Named object pointing entries:
***
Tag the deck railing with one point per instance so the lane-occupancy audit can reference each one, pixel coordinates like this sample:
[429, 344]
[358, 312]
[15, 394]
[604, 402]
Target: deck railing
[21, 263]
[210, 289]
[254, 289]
***
• [Set exercise] Rewrite the material with "deck railing" swapped for "balcony railing" wherever it occurs, leaving everything else unchanged.

• [Answer below]
Tag the balcony railing with one point per instance so the lane-occupancy audit can reference each one, pixel coordinates like this sample:
[429, 344]
[358, 312]
[15, 394]
[604, 402]
Target: balcony railing
[21, 263]
[210, 289]
[254, 289]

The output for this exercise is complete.